→ Goal of the exercise
Count how many lines of the data below contain the string "clicks", with case counting, and reply with that number alone.

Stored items
+-------+

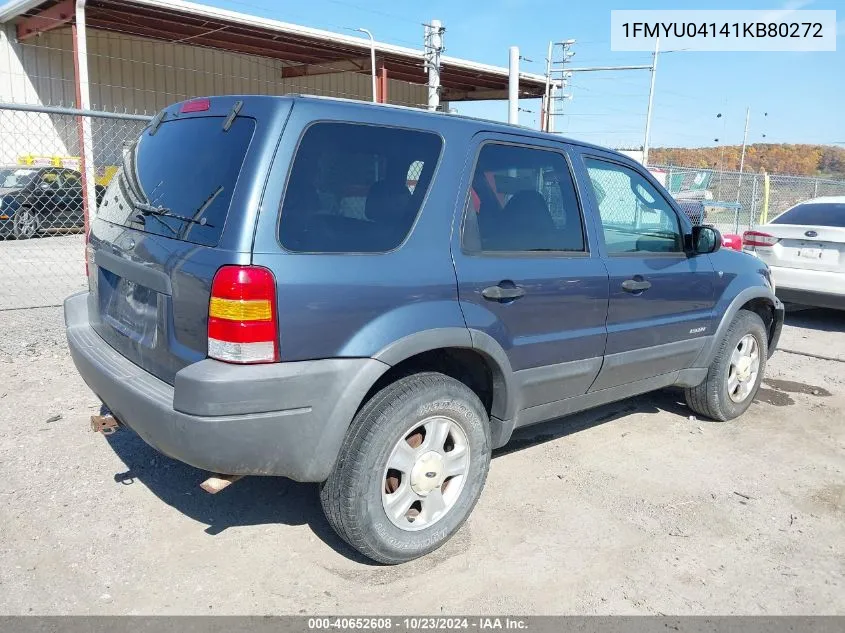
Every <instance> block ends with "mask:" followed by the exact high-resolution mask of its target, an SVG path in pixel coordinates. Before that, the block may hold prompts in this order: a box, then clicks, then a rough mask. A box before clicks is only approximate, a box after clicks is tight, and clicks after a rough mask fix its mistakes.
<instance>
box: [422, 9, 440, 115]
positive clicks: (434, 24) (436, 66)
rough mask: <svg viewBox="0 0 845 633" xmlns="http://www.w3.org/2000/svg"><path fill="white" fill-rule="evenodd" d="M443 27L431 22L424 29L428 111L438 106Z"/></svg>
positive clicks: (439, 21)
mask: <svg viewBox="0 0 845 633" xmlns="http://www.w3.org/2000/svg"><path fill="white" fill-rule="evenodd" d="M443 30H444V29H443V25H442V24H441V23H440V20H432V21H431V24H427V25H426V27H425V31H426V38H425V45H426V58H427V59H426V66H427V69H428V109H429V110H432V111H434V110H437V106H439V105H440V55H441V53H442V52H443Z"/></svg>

+-------+

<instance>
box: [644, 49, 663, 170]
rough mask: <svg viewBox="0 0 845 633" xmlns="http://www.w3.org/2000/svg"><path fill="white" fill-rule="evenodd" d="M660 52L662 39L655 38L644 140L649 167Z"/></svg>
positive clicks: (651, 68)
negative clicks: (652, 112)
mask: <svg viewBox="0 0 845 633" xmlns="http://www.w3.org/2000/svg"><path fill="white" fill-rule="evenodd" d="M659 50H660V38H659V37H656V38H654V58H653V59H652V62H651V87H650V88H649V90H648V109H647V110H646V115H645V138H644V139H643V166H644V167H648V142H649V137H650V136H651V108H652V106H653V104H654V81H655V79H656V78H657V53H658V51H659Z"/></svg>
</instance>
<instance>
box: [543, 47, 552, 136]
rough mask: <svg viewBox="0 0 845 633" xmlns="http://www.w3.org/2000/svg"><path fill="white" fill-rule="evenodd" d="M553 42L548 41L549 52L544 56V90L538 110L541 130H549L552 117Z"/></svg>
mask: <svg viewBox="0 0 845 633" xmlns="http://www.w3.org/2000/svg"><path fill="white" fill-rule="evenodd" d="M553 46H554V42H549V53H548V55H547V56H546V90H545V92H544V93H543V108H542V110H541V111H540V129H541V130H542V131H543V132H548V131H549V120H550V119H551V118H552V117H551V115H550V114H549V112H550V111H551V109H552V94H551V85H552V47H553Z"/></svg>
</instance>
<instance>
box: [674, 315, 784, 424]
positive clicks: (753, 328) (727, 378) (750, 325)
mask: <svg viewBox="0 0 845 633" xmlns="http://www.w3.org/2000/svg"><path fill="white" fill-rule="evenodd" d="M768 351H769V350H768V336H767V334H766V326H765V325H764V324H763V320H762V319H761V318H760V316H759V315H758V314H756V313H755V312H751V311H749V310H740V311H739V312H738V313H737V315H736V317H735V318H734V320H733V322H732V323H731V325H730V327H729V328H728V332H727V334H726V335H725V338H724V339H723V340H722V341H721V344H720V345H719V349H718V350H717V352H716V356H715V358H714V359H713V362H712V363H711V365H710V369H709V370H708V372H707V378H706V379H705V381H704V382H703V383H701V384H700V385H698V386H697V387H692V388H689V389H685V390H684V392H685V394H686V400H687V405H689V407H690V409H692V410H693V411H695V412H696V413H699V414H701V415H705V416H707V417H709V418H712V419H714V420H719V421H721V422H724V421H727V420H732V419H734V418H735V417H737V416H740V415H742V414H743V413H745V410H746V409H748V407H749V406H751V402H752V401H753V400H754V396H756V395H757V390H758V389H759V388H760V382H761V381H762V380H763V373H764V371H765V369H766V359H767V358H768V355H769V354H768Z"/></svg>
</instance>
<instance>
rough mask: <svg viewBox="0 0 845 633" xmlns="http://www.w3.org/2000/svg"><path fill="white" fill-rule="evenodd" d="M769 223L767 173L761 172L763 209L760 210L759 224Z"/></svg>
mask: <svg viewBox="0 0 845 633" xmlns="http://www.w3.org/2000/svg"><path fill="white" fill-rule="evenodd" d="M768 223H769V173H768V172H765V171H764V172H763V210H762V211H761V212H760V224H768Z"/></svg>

+-------+

→ Answer to this problem
6